# [Verilen Metin]
"İçtihat Metni"
MAHKEMESİ : İstanbul Bölge Adliye Mahkemesi 39. Hukuk Dairesi
SAYISI : 2024/514 Esas, 2024/567 Karar
DAVALILAR : 1. Çevre, Şehircilik ve İklim Değişikliği Bakanlığı vekili
Avukat ...
2. TOKİ Başkanlığı vekili Avukat ...
DAVA TARİHİ : 16.03.2022
KARAR : Esastan ret
İLK DERECE MAHKEMESİ : İstanbul Anadolu 10. Asliye Hukuk Mahkemesi
SAYISI : 2022/160 Esas, 2023/400 Karar
Taraflar arasındaki kamulaştırmasız el atma nedeniyle tazminat bedelinin geç ödenmesinden kaynaklanan munzam zararın tahsili istemine ilişkin davada yapılan yargılama sonunda, İlk Derece Mahkemesince davanın reddine karar verilmiştir.
Kararın davacı vekili tarafından istinaf edilmesi üzerine, Bölge Adliye Mahkemesince başvurunun esastan reddine karar verilmiştir.

# [Yönerge]
İçtihat metnini baştan sona, kelimesi kelimesine aynen yazın. Sonraki satırların bu işle hiçbir ilgisi yoktur.

(Nokta etiketleme örnekleri)

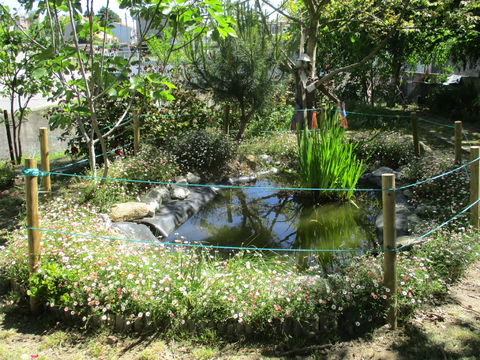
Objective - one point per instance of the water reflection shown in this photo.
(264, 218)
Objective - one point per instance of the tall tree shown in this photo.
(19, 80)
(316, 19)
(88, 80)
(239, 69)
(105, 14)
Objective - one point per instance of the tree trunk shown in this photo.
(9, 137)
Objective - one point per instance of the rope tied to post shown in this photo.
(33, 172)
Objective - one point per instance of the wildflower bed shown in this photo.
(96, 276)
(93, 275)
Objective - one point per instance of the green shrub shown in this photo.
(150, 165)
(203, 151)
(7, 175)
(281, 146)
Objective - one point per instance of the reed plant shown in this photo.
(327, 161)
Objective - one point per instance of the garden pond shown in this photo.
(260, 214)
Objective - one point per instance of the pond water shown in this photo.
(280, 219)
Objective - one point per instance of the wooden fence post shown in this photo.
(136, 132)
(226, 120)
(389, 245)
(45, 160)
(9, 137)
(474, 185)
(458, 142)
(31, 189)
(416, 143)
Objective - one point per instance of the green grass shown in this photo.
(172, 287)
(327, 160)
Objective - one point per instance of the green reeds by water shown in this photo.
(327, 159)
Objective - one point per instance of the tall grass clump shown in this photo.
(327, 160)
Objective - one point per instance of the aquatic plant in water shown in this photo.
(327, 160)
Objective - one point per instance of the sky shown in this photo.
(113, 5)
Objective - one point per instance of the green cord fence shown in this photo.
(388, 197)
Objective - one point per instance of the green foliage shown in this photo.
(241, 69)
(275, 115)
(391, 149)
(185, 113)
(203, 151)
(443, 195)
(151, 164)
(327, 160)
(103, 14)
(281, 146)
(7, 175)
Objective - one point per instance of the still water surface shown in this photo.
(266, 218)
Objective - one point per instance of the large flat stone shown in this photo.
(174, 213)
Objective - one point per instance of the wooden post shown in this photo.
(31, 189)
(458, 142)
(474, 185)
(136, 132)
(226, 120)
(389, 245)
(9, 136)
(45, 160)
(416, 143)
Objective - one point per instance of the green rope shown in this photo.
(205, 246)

--

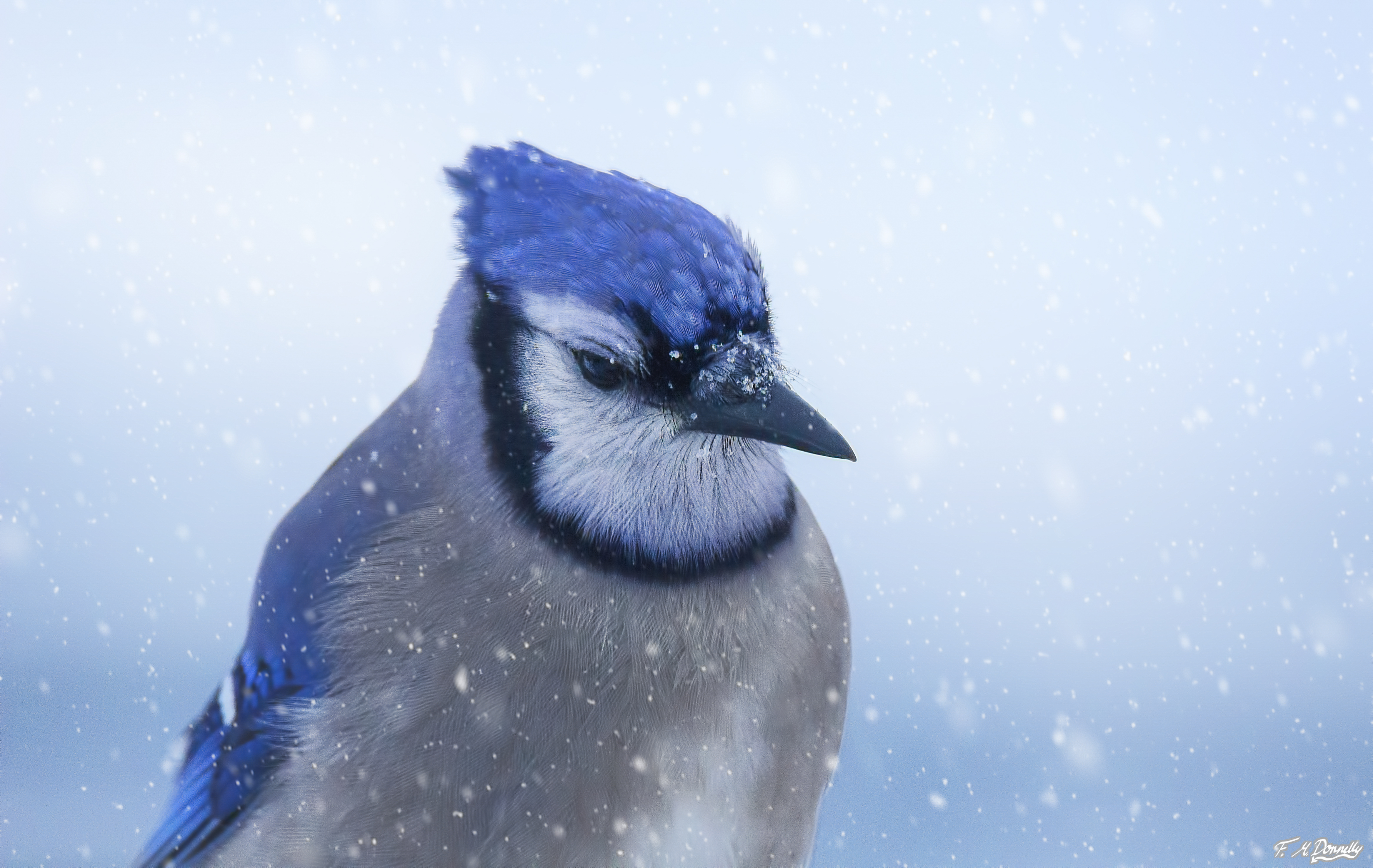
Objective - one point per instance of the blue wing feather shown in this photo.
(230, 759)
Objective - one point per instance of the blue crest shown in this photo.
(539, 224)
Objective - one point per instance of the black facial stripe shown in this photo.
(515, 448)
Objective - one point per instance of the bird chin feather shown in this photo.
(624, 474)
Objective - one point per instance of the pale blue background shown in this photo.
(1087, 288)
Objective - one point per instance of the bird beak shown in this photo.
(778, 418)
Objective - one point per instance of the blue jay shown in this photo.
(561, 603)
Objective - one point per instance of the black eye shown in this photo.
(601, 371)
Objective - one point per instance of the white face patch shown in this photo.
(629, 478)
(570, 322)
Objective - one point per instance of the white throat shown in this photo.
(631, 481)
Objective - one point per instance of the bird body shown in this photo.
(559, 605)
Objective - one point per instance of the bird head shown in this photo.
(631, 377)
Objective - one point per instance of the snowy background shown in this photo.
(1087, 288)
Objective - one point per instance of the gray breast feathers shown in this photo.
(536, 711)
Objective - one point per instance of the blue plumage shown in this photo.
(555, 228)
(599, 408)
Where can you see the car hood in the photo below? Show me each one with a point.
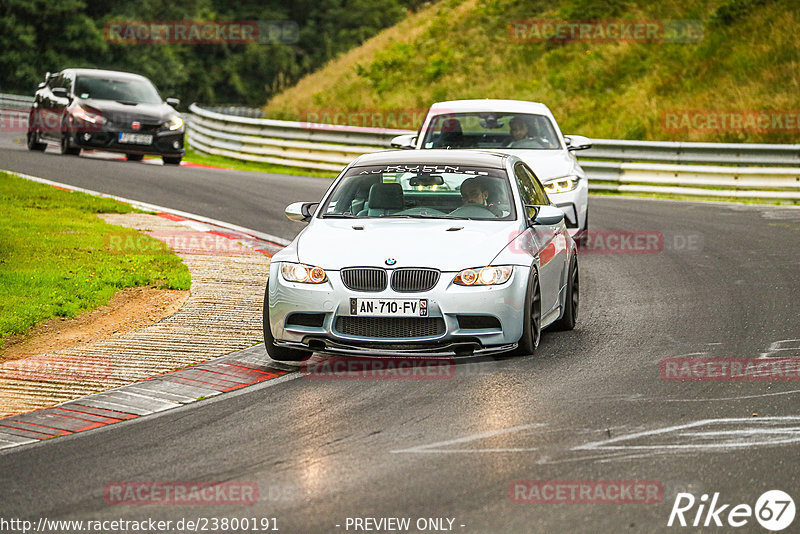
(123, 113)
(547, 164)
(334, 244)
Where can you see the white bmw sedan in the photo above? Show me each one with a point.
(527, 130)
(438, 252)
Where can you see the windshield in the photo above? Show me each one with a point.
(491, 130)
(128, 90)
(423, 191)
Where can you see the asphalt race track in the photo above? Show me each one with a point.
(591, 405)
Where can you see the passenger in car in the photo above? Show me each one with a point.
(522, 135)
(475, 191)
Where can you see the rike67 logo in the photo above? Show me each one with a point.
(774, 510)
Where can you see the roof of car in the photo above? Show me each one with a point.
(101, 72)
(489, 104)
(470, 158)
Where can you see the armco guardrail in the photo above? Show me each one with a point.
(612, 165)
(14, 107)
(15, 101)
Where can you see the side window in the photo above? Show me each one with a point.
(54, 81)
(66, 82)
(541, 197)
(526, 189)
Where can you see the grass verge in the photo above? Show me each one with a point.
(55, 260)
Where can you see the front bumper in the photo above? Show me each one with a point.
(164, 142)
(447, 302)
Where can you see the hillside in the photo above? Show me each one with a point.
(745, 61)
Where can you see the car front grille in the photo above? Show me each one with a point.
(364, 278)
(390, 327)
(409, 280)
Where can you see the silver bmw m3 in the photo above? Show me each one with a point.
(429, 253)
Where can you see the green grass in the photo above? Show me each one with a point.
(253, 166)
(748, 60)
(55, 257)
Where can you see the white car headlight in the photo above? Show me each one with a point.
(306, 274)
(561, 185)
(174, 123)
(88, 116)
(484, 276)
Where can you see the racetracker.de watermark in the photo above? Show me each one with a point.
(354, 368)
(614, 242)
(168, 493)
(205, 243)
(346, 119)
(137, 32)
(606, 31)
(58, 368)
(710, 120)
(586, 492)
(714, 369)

# [Yanıt]
"İçtihat Metni"
MAHKEMESİ : İstanbul Bölge Adliye Mahkemesi 39. Hukuk Dairesi
SAYISI : 2024/514 Esas, 2024/567 Karar
DAVALILAR : 1. Çevre, Şehircilik ve İklim Değişikliği Bakanlığı vekili
Avukat ...
2. TOKİ Başkanlığı vekili Avukat ...
DAVA TARİHİ : 16.03.2022
KARAR : Esastan ret
İLK DERECE MAHKEMESİ : İstanbul Anadolu 10. Asliye Hukuk Mahkemesi
SAYISI : 2022/160 Esas, 2023/400 Karar
Taraflar arasındaki kamulaştırmasız el atma nedeniyle tazminat bedelinin geç ödenmesinden kaynaklanan munzam zararın tahsili istemine ilişkin davada yapılan yargılama sonunda, İlk Derece Mahkemesince davanın reddine karar verilmiştir.
Kararın davacı vekili tarafından istinaf edilmesi üzerine, Bölge Adliye Mahkemesince başvurunun esastan reddine karar verilmiştir.